## Exercise:
From the forum thread on AMD R9xx speculation, reproduce word for word the passage that begins at the words "AMD: R9xx Speculation" and stops after "the memory increase.".

## Page extract:
>>>>>

AMD: R9xx Speculation

I don't think so. Looking at ComputerBase, HD6970 is faster than HD5870 by:
16% at 1920×1200 / AA 4x
31% at 2560×1600 / AA 4x

die-size increased from 334mm² to 389mm² = 16%

And this is comparision of drivers which were polished for 1 year with fresh and evidently buggy driver. I think this launch is very similar to R520's launch...

Is that compared to the 2GB 5870 or the 1GB. If it is compared to the latter then it's not a fair comparison, especially at high resolution. A better comparison if there is a memory discrepancy then we need to look at 1650 or below for how much improvement ATi have got out of the chip itself and not the memory increase.
 
And this is comparision of drivers which were polished for 1 year with fresh and evidently buggy driver. I think this launch is very similar to R520's launch...
Not quite. R520 hd about a year of software bringup; Cayman, on the other hand, only taped out in May. The amount of exposure to this new architecture is a lot less due to these schedules.
 
Hardware.fr has comprehensive HD6970 versus HD5870-2GB results. Fantastic article.

Cayman is worse than I was expecting. ~15% better than HD5870. After the slide leaks I was thinking 30% better (25-50% range).
 
Hardware.fr has comprehensive HD6970 versus HD5870-2GB results. Fantastic article.

Cayman is worse than I was expecting. ~15% better than HD5870. After the slide leaks I was thinking 30% better (25-50% range).


Yep, some people expected 30-40% lead over GTX580... Where is it? ;( Only Barts is looking good with those 1120 SPs compared to Cypress' 1600 SPs. Or is it just confusion and increasing the number of shaders does not scale well? Really confusing. 6970 would be a great product if it's price was 200 USD. :(
 
Thanks for the tip. Yeah, in that light I think Cayman is pretty disappointing. In a like for like comparison 6970 outperforms 5870 2GB by around 10-15% all around. ATi need to try harder next time around, to catch up with GTX580 they need a 20% improvement all around sometimes more sometimes less. A linear increase in die size will take them to 480mm^2, but given the difficulty in getting the heat away it will end up bigger, and ATi don't have the same level of experience with bigger dice like Nvidia.

<<<<<

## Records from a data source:
>>>>>

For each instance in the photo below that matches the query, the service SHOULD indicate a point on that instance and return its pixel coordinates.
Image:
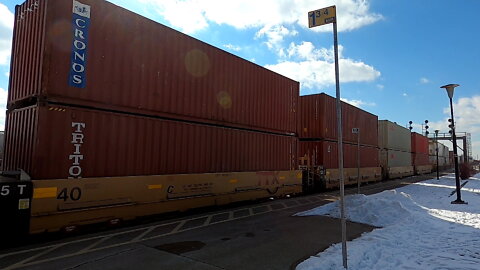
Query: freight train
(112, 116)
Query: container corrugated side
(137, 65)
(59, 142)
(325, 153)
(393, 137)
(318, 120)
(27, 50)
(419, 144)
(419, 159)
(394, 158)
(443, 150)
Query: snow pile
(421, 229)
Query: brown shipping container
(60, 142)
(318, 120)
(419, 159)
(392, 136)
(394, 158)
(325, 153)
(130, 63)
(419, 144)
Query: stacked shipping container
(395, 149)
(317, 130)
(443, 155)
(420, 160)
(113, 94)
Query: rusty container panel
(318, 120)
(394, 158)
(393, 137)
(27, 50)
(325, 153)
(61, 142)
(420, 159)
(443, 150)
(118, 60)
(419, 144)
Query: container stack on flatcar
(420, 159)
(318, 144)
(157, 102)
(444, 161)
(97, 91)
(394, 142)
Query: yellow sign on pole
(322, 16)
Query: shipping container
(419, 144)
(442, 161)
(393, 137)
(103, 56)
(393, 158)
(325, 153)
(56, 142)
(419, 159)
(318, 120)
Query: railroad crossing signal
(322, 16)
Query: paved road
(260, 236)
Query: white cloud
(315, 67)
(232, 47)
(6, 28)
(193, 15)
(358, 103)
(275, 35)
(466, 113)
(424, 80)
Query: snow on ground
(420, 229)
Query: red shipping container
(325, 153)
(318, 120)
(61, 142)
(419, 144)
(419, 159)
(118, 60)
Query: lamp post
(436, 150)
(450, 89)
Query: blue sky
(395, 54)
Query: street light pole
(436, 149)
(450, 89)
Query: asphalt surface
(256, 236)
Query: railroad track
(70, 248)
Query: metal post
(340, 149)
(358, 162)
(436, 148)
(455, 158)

<<<<<

## Solution to the problem:
AMD: R9xx Speculation

I don't think so. Looking at ComputerBase, HD6970 is faster than HD5870 by:
16% at 1920×1200 / AA 4x
31% at 2560×1600 / AA 4x

die-size increased from 334mm² to 389mm² = 16%

And this is comparision of drivers which were polished for 1 year with fresh and evidently buggy driver. I think this launch is very similar to R520's launch...

Is that compared to the 2GB 5870 or the 1GB. If it is compared to the latter then it's not a fair comparison, especially at high resolution. A better comparison if there is a memory discrepancy then we need to look at 1650 or below for how much improvement ATi have got out of the chip itself and not the memory increase.